Which one is bigger? $ \int_0^{\frac{\pi}{2}}\frac{\sin x}{1+x^2}dx$ or $ \int_0^{\frac{\pi}{2}}\frac{\cos x}{1+x^2}dx$ Which is bigger
$$ \int_0^{\frac{\pi}{2}}\frac{\sin x}{1+x^2}dx$$ or $$ \int_0^{\frac{\pi}{2}}\frac{\cos x}{1+x^2}dx~?$$
I let $x=\frac{\pi}{2}-t$ in the second integral, and I obtain this
$$\int_0^{\frac{\pi}{2}}\frac{\sin x}{1+(\frac{\pi}{2}-x)^2}dx$$
But it is still to decide which is the bigger.
 A: Suppose that you use the two $1,400^+$ years old approximations
$$\sin(x) \simeq \frac{16 (\pi -x) x}{5 \pi ^2-4 (\pi -x) x}\qquad (0\leq x\leq\pi)$$
$$\cos(x) \simeq\frac{\pi ^2-4x^2}{\pi ^2+x^2}\qquad (-\frac \pi 2 \leq x\leq\frac \pi 2)$$
the antiderivatives are simple and you obtain
$$\int_0^{\frac{\pi}{2}}\frac{\sin (x)}{1+x^2}dx\sim 0.527077$$
$$\int_0^{\frac{\pi}{2}}\frac{\cos (x)}{1+x^2}dx\sim 0.748683$$ wile the exact values are respectively $0.526979$ and $0.749042$.

# Required work
Decide whether each statement below agrees with the thread on comparing two integrals, answering yes or no and quoting the words of the thread that settle it. (a) After making the substitution, the asker considers the question of which integral is bigger settled. (b) The reply says the antiderivatives of the approximations are difficult to find. (c) The exact value given for the integral with cosine in the numerator is 0.749042.

# Dataset
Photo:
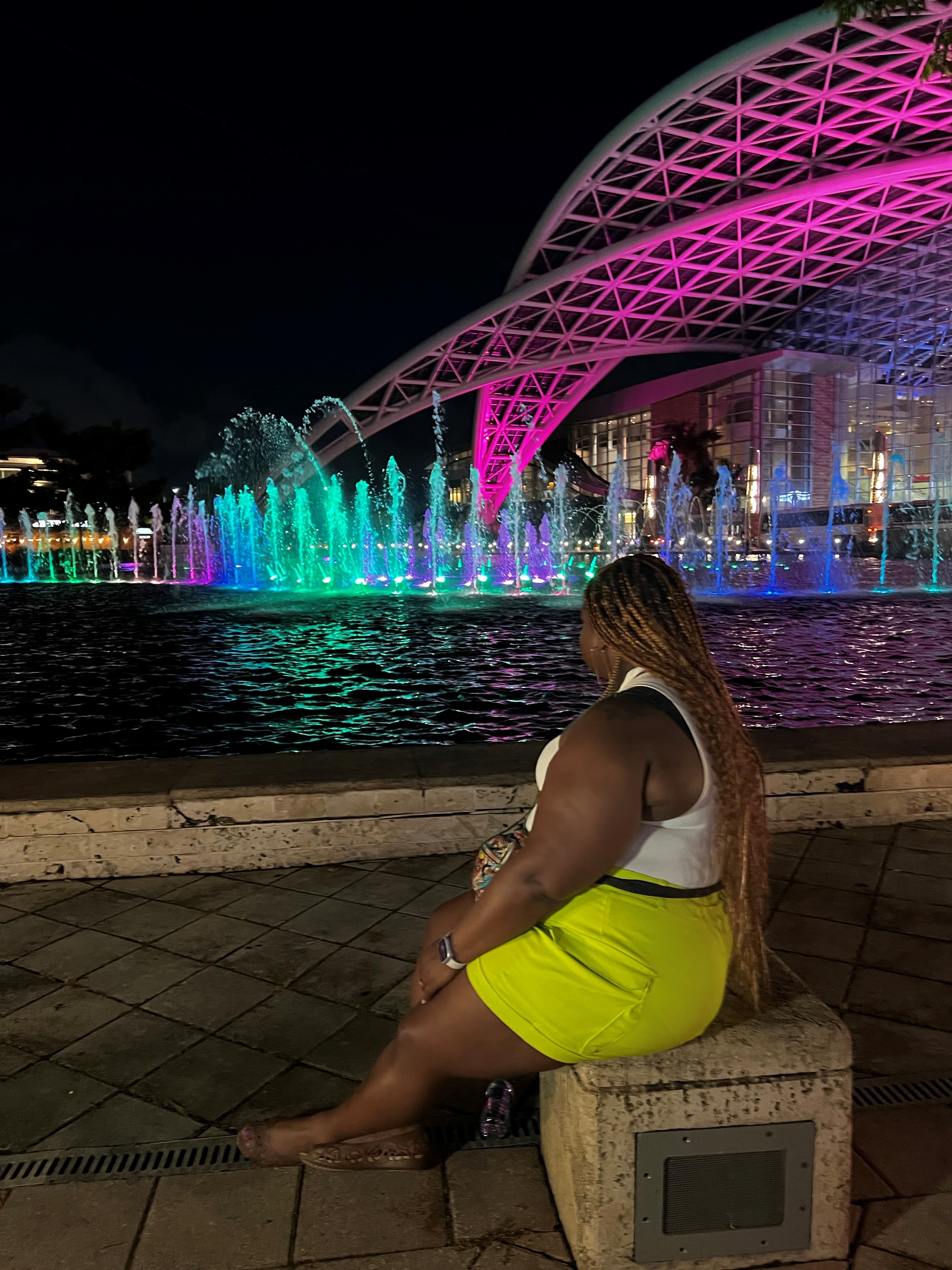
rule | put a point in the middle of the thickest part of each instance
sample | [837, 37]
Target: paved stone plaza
[153, 1009]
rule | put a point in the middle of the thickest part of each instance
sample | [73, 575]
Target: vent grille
[729, 1192]
[902, 1093]
[209, 1156]
[98, 1164]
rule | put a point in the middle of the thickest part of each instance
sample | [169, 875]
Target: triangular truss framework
[727, 211]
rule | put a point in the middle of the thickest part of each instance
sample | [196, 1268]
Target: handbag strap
[653, 888]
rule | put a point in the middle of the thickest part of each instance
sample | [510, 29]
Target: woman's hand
[429, 975]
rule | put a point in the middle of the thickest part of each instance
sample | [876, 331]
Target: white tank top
[681, 851]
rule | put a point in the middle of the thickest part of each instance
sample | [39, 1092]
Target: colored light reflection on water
[125, 672]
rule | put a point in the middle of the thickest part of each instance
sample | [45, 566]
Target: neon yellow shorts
[611, 975]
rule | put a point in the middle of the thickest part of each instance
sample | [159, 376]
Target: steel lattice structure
[895, 314]
[706, 220]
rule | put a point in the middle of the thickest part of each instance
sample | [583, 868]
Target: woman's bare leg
[452, 1036]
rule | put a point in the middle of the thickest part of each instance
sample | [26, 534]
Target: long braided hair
[639, 606]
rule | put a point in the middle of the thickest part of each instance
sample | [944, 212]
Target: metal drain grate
[98, 1164]
[885, 1093]
[206, 1156]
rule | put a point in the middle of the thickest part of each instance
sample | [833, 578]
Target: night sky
[209, 208]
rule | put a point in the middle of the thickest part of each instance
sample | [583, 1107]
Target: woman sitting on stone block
[637, 892]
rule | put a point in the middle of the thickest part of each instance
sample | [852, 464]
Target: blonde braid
[639, 606]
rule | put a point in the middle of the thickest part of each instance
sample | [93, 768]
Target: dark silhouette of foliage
[881, 11]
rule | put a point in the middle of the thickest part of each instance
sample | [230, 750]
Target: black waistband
[653, 888]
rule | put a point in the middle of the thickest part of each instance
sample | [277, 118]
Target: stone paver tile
[210, 1080]
[88, 1227]
[908, 954]
[31, 896]
[336, 920]
[210, 999]
[898, 996]
[909, 1147]
[280, 957]
[149, 888]
[925, 838]
[920, 1228]
[141, 975]
[212, 892]
[56, 1020]
[30, 933]
[838, 876]
[428, 868]
[150, 921]
[353, 977]
[792, 933]
[928, 863]
[298, 1091]
[493, 1192]
[421, 1259]
[551, 1243]
[782, 868]
[918, 887]
[875, 1259]
[397, 1003]
[790, 844]
[322, 879]
[384, 891]
[866, 1183]
[262, 877]
[122, 1119]
[76, 956]
[13, 1061]
[907, 916]
[883, 1047]
[356, 1047]
[828, 903]
[40, 1100]
[399, 935]
[511, 1256]
[870, 855]
[130, 1047]
[862, 834]
[220, 1222]
[269, 906]
[427, 903]
[18, 987]
[92, 907]
[353, 1215]
[828, 980]
[289, 1024]
[462, 876]
[211, 938]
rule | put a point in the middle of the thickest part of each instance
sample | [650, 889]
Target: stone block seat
[789, 1066]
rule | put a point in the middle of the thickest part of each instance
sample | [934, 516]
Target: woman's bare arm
[588, 812]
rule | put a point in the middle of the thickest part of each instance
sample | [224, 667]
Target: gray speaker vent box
[715, 1193]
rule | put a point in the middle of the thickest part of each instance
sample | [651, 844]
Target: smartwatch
[446, 953]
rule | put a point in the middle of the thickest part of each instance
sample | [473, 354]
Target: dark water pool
[124, 671]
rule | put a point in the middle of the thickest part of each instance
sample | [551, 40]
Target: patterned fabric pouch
[494, 854]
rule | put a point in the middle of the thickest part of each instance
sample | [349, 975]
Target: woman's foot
[393, 1148]
[280, 1143]
[277, 1143]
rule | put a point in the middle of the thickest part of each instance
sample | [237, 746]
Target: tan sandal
[394, 1148]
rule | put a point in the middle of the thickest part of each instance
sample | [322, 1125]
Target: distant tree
[11, 399]
[880, 11]
[98, 463]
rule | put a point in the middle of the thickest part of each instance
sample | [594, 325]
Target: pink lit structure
[707, 220]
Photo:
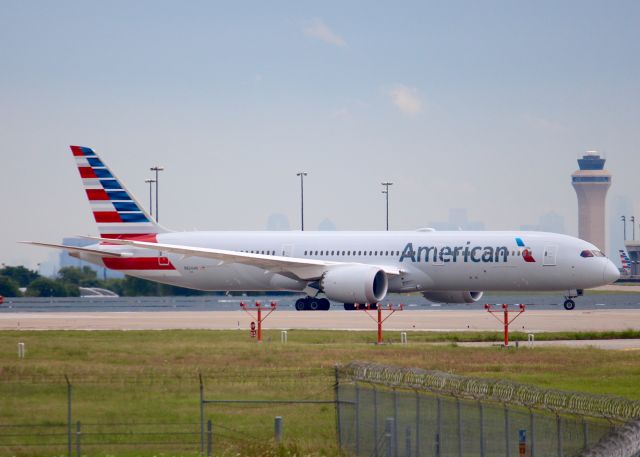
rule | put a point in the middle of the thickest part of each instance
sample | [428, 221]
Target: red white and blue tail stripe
[625, 260]
[115, 210]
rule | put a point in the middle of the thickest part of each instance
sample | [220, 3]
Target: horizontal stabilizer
[307, 269]
[74, 248]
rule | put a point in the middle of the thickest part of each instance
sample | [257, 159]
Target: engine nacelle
[355, 284]
[452, 296]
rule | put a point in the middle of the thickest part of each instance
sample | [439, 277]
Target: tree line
[16, 279]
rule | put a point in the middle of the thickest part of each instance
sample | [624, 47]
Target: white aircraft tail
[115, 210]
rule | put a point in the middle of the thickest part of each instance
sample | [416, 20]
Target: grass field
[151, 377]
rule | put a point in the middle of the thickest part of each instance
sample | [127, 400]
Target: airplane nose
[611, 272]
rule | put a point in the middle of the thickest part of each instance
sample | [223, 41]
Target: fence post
[481, 407]
[417, 423]
[336, 394]
[532, 426]
[201, 415]
[375, 419]
[559, 431]
[438, 425]
[460, 434]
[277, 429]
[357, 419]
[507, 440]
[407, 441]
[69, 423]
[395, 422]
[389, 436]
[78, 439]
[585, 433]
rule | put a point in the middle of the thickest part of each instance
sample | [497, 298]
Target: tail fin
[115, 210]
[624, 259]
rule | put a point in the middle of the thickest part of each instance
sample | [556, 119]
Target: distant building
[633, 250]
[591, 183]
[278, 222]
[458, 220]
[326, 225]
[67, 261]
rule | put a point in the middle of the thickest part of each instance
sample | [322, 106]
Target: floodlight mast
[302, 174]
[157, 169]
[386, 184]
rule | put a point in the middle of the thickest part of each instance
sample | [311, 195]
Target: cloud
[318, 29]
[406, 99]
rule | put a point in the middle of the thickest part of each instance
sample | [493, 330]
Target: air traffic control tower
[591, 183]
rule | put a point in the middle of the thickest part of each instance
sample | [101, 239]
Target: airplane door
[550, 254]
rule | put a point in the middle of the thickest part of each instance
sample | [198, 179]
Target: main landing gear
[312, 304]
[569, 304]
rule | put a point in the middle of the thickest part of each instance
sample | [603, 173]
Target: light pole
[386, 184]
[157, 169]
[302, 174]
[150, 182]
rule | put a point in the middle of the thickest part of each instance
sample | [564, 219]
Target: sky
[461, 104]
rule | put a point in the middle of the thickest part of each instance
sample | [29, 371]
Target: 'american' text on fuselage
[455, 253]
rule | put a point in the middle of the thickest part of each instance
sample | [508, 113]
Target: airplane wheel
[325, 304]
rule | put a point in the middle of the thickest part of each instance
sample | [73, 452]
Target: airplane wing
[306, 269]
[74, 248]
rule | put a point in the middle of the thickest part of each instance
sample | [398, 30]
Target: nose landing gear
[312, 304]
[569, 304]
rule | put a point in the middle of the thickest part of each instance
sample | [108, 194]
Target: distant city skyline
[476, 105]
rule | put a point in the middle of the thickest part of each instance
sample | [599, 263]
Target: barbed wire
[505, 392]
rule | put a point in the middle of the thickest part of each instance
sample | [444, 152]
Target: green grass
[151, 377]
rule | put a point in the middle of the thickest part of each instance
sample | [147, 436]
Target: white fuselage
[429, 260]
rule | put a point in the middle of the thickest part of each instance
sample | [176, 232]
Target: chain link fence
[387, 411]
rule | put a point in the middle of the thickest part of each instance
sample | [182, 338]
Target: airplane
[349, 267]
[625, 261]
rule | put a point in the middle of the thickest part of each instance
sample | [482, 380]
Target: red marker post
[259, 308]
[505, 321]
[379, 321]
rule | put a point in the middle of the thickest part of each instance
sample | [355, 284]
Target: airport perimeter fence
[396, 412]
[84, 418]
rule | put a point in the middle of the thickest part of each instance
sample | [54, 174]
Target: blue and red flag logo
[526, 252]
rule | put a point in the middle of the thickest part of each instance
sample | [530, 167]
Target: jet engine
[452, 296]
[355, 284]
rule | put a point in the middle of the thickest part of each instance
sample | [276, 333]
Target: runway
[409, 320]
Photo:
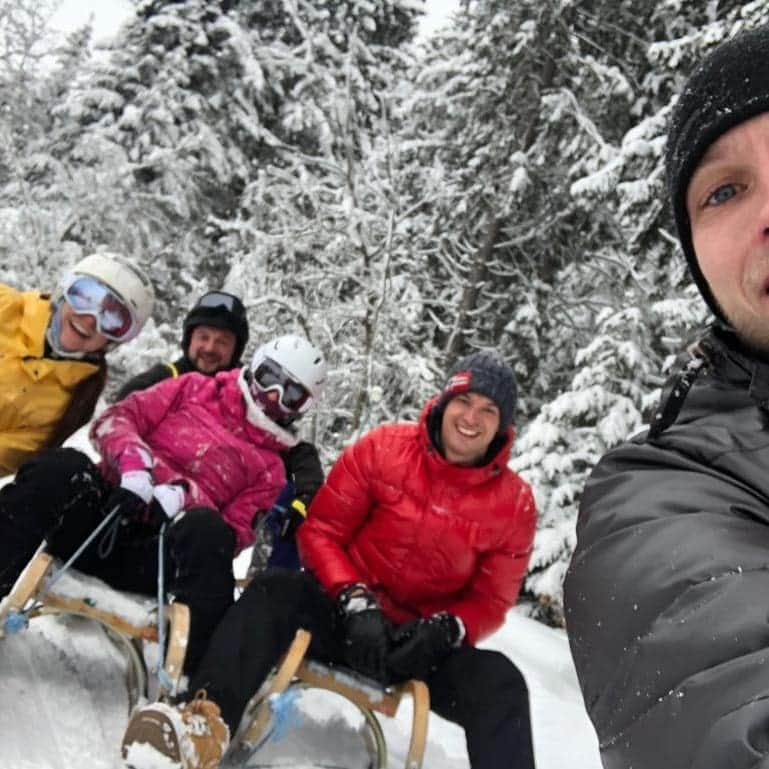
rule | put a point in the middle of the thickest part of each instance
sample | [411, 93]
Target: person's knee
[204, 527]
[62, 463]
[496, 681]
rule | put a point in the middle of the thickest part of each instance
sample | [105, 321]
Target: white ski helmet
[299, 358]
[124, 278]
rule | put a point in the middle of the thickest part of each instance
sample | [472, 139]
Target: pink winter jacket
[195, 429]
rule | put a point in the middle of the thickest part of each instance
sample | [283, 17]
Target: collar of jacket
[739, 363]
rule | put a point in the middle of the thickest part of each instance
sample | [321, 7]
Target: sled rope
[18, 620]
[163, 677]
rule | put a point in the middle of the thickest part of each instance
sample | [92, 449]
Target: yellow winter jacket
[34, 391]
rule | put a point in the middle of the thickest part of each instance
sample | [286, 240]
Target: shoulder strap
[671, 404]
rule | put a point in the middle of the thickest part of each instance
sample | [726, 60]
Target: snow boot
[189, 736]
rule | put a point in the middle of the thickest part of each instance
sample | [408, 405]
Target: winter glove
[420, 645]
[292, 518]
[170, 498]
[131, 496]
[366, 640]
[167, 501]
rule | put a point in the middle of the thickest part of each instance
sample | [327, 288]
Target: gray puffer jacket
[667, 595]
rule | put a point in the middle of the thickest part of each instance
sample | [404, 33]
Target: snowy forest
[401, 201]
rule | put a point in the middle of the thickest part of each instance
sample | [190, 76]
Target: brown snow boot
[189, 736]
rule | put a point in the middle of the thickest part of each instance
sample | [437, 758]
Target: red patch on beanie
[459, 383]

# Worked solution
(a) No: "But it is still to decide which is the bigger."
(b) No: "the antiderivatives are simple"
(c) Yes: "the exact values are respectively $0.526979$ and $0.749042$"